(Natural-language object grounding data)
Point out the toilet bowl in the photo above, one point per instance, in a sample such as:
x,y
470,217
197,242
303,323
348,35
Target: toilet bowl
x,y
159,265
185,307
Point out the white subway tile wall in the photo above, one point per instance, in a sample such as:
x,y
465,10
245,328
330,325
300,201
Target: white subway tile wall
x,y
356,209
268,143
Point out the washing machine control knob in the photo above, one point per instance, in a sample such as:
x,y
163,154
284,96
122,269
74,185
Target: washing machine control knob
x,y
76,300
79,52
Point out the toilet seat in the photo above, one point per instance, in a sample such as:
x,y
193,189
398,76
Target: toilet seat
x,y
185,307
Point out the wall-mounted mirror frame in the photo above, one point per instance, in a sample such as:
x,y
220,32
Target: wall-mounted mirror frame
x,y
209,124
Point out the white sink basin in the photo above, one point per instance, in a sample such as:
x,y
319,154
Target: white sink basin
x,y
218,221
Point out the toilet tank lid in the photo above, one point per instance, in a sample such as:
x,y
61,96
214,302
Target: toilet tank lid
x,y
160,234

▶ _Instructions for the task_
You are asked to transcribe the complete data exactly.

▶ _Response area_
Point out the toilet bowl in the photo above, one point per instance, in a sample such as:
x,y
470,217
197,242
303,323
348,35
Target: toilet bowl
x,y
159,265
185,307
Point out the white subway tile wall in the photo above, one point per instance, in a sample such as:
x,y
465,10
245,328
330,325
300,201
Target: white subway tile wall
x,y
356,209
268,143
Point out the washing machine control knob in the photo above, one point per instance, in a sample such as:
x,y
163,154
284,96
122,269
74,185
Target: washing machine control knob
x,y
76,300
79,52
Point out the toilet seat in the photo above, one point per instance, in a sample such as:
x,y
193,189
398,76
Target: toilet seat
x,y
185,307
Point out the wall-mounted mirror frame in the photo above, one point per instance, in a sample such as:
x,y
220,32
Target: wall-mounted mirror frame
x,y
209,124
Point out the white sink basin in the photo above, one point per instance, in a sample such as:
x,y
319,154
Target: white sink basin
x,y
218,221
Point out the toilet tank lid in the photo above, one point per instance, in a sample such as:
x,y
61,96
214,302
Target: toilet tank lid
x,y
160,234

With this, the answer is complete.